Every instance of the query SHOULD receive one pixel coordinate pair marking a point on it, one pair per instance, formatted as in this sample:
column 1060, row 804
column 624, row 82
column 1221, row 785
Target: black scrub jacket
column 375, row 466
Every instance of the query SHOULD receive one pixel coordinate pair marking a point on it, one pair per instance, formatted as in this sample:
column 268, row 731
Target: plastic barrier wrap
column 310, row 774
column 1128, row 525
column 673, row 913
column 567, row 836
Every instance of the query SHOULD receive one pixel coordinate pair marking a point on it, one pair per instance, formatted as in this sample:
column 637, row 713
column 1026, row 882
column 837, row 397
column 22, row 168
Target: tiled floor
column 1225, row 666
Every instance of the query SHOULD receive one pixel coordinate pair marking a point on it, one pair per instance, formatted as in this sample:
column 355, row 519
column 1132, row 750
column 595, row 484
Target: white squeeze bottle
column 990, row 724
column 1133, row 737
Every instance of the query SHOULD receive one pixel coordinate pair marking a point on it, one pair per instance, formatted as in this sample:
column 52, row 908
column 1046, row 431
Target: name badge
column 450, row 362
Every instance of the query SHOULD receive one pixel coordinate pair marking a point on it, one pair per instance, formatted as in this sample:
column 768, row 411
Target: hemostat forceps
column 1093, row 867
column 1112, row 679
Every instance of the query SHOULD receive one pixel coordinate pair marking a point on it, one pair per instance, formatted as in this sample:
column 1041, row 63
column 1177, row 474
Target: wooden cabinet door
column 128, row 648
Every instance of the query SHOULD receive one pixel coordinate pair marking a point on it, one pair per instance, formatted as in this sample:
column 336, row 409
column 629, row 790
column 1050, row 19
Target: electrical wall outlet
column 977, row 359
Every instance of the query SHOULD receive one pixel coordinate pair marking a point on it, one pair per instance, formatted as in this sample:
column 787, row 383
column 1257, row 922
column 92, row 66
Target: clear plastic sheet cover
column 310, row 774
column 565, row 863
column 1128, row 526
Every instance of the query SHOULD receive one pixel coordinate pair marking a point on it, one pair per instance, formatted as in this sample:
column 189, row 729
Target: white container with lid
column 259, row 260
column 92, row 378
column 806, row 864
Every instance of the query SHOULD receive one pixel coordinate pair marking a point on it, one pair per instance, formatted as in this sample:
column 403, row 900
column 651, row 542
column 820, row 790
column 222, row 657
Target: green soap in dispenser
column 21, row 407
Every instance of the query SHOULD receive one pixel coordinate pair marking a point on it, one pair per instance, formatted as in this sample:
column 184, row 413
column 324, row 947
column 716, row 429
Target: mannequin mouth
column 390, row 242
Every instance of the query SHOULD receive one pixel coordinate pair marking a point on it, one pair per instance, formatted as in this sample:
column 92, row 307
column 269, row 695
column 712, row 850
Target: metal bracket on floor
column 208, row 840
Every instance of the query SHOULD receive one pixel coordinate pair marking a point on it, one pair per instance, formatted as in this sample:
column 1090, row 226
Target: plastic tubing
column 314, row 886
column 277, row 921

+ + + + + + +

→ To be done
How many lines in the material above contain the word "floor"? Reply with the number alone.

→ Completed exercise
2